Start

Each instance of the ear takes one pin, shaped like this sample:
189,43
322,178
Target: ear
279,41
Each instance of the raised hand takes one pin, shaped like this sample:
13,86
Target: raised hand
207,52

End
Start

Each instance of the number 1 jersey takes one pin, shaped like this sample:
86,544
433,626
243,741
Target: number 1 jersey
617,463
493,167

End

How many of the lines above contain the word "takes"? Reply with the number alone.

» **The answer**
3